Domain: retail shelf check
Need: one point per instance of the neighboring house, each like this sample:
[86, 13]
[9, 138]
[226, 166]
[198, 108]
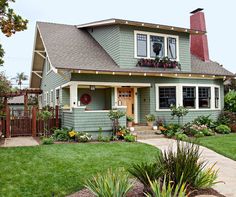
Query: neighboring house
[92, 68]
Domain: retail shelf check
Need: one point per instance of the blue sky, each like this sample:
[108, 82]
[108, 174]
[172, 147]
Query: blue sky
[219, 15]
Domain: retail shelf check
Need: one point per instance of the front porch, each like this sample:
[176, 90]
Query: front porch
[86, 104]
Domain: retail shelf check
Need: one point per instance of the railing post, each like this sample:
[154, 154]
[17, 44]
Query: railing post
[57, 116]
[34, 119]
[8, 122]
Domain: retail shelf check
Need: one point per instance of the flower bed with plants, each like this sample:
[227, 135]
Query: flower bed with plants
[174, 174]
[165, 63]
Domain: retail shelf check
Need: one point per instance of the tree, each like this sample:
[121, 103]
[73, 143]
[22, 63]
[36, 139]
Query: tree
[20, 77]
[5, 86]
[10, 23]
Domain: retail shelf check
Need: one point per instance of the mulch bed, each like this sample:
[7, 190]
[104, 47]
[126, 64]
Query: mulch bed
[137, 191]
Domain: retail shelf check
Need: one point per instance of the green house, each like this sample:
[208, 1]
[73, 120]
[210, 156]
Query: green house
[137, 67]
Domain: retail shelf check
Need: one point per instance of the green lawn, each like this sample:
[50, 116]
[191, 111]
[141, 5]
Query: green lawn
[62, 168]
[223, 144]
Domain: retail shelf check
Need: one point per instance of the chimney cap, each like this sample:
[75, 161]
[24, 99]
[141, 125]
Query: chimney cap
[196, 10]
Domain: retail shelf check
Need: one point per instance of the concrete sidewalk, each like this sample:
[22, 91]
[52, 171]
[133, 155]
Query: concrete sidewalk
[20, 141]
[226, 166]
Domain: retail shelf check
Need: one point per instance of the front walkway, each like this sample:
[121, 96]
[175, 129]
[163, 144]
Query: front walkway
[20, 141]
[226, 166]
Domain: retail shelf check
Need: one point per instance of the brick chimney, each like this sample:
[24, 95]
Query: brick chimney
[199, 44]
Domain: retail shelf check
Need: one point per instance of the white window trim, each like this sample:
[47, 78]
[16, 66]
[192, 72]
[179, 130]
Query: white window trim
[46, 98]
[179, 95]
[57, 88]
[148, 43]
[47, 63]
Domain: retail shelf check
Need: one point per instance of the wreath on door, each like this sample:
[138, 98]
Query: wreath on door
[85, 99]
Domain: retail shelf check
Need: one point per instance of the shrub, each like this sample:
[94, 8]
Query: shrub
[83, 137]
[129, 138]
[179, 112]
[146, 172]
[182, 166]
[204, 120]
[223, 129]
[181, 136]
[206, 178]
[199, 134]
[171, 129]
[47, 141]
[162, 189]
[150, 118]
[110, 184]
[61, 134]
[230, 101]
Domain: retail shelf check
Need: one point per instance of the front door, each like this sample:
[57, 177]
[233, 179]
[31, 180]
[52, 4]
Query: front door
[126, 98]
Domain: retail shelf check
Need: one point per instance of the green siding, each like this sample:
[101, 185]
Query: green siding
[108, 37]
[100, 98]
[147, 96]
[51, 81]
[82, 120]
[118, 41]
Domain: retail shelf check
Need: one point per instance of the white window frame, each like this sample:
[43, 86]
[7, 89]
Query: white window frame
[47, 64]
[148, 44]
[51, 98]
[47, 98]
[58, 88]
[179, 95]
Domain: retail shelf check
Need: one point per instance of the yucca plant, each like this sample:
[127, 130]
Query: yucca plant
[146, 172]
[206, 178]
[110, 184]
[166, 189]
[185, 164]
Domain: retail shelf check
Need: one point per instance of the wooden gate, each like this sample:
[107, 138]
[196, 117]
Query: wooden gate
[21, 122]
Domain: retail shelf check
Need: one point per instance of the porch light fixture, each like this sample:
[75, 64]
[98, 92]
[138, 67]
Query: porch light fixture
[92, 87]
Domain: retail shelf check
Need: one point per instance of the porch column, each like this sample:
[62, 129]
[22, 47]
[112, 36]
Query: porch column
[73, 94]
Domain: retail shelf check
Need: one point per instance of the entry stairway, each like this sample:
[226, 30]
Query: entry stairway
[146, 132]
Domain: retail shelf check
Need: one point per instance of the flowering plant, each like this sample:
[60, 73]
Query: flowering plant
[72, 134]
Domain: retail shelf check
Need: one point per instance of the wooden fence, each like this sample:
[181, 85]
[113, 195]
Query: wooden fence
[27, 122]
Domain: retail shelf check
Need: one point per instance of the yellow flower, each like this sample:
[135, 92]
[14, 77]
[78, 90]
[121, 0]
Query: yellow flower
[72, 133]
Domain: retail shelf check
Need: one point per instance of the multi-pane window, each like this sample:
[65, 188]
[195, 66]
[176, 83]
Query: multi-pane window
[157, 46]
[141, 45]
[189, 97]
[217, 97]
[171, 48]
[167, 97]
[204, 94]
[58, 96]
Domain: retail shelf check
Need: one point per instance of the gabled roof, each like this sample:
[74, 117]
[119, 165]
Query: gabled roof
[75, 49]
[115, 21]
[68, 46]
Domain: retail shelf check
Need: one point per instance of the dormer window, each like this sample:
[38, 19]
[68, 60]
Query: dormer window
[152, 45]
[141, 45]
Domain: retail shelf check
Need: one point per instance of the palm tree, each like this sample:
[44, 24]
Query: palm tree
[20, 77]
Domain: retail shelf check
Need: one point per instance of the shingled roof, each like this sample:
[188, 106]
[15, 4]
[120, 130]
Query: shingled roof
[71, 48]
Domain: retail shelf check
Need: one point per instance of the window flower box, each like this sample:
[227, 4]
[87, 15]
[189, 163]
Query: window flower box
[159, 63]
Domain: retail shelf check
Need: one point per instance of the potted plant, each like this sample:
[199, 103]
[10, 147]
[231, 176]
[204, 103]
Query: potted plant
[130, 120]
[150, 118]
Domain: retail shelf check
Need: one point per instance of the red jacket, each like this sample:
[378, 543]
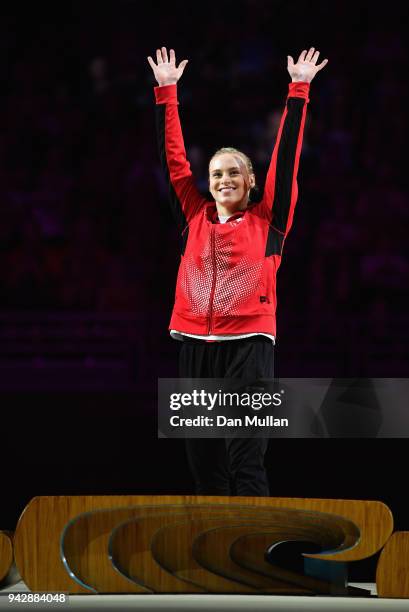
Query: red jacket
[226, 282]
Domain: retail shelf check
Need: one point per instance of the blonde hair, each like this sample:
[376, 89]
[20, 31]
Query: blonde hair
[232, 151]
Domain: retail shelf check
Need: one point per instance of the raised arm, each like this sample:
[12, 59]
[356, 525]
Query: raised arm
[184, 196]
[281, 191]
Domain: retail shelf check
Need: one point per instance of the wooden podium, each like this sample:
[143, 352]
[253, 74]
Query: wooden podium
[194, 544]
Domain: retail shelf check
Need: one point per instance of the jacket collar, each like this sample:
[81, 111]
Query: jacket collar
[213, 216]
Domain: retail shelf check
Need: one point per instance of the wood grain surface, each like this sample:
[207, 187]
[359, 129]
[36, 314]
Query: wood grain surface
[8, 571]
[392, 572]
[42, 524]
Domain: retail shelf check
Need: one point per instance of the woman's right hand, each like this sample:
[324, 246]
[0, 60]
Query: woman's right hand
[165, 70]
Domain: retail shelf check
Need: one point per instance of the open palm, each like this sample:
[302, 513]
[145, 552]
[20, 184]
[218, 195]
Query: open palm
[165, 70]
[306, 67]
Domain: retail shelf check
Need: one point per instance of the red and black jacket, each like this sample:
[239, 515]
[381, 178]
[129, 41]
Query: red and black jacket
[226, 282]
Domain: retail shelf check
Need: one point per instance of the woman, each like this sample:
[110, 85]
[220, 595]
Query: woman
[231, 249]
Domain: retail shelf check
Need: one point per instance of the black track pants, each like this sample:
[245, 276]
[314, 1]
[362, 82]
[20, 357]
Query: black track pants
[229, 466]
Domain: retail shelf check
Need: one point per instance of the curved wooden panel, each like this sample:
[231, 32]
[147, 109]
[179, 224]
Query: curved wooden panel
[245, 547]
[38, 533]
[392, 572]
[130, 547]
[198, 550]
[6, 554]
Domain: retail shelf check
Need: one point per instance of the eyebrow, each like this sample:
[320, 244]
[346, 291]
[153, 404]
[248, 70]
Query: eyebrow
[219, 169]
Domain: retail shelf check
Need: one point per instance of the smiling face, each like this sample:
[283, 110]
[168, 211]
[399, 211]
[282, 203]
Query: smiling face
[229, 182]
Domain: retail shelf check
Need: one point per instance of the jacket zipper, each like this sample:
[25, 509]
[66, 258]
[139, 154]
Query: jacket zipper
[212, 243]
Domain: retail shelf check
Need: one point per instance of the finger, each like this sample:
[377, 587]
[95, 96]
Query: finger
[310, 54]
[182, 66]
[302, 55]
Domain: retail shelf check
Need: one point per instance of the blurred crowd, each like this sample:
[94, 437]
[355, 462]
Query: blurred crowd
[84, 217]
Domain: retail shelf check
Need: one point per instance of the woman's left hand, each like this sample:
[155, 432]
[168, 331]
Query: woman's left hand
[306, 67]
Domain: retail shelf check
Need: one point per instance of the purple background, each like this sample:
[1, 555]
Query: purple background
[89, 254]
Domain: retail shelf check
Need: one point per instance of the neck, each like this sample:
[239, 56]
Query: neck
[228, 211]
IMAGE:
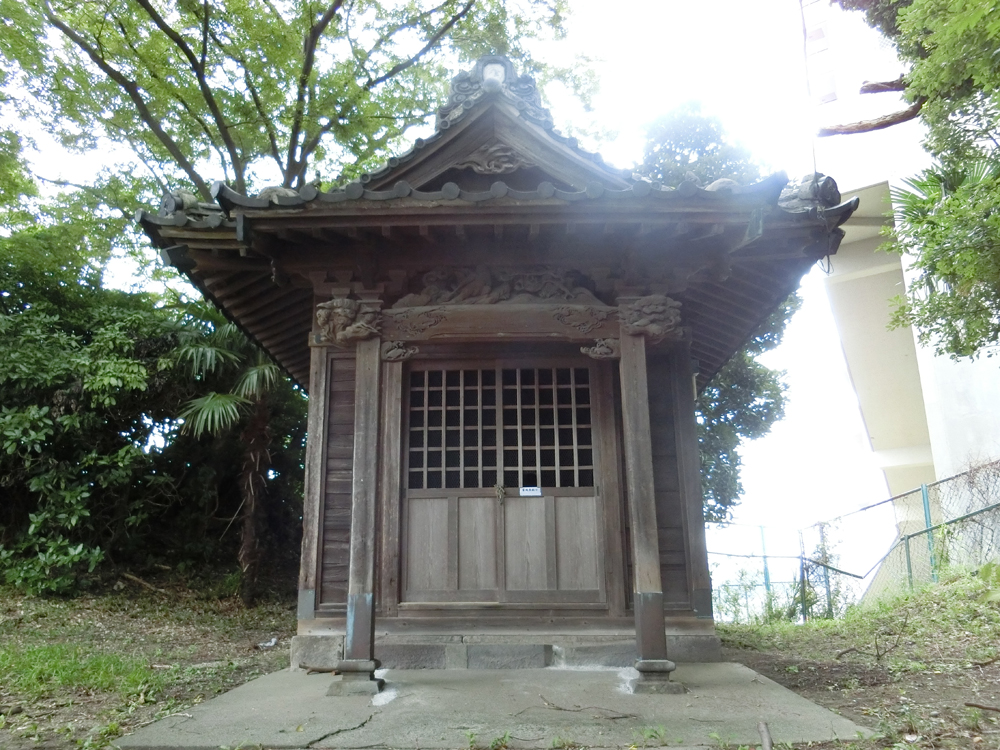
# # # #
Problem: Pictures excluded, write out exactly and only the lines of the material from the one containing "Query: smiling face" up to and including the last line.

Answer to this exercise:
Query: smiling face
[229, 182]
Domain: retail shelf check
Need: one point per instance of the jacket zipper, each like this sample:
[25, 509]
[66, 258]
[139, 154]
Query: jacket zipper
[212, 243]
Domain: retail shelf check
Need: one point per instance of the finger, each like this sample:
[377, 587]
[95, 96]
Query: finger
[310, 54]
[182, 66]
[302, 55]
Domain: retail shelf check
Need: one point per instance of the blurred crowd, each like this sample:
[94, 437]
[355, 462]
Query: blurred crowd
[84, 217]
Domain: retail shelf check
Need: one point per instance of the woman's left hand, each like this sample:
[155, 432]
[168, 331]
Query: woman's left hand
[306, 67]
Domain: retail shelf check
Need: one point per instance of the purple background, each like this sample:
[1, 555]
Query: purple background
[89, 254]
Domain: retail shelf check
Need: one point per instance of the neck, each like this sample:
[239, 56]
Query: neck
[228, 211]
IMAGE:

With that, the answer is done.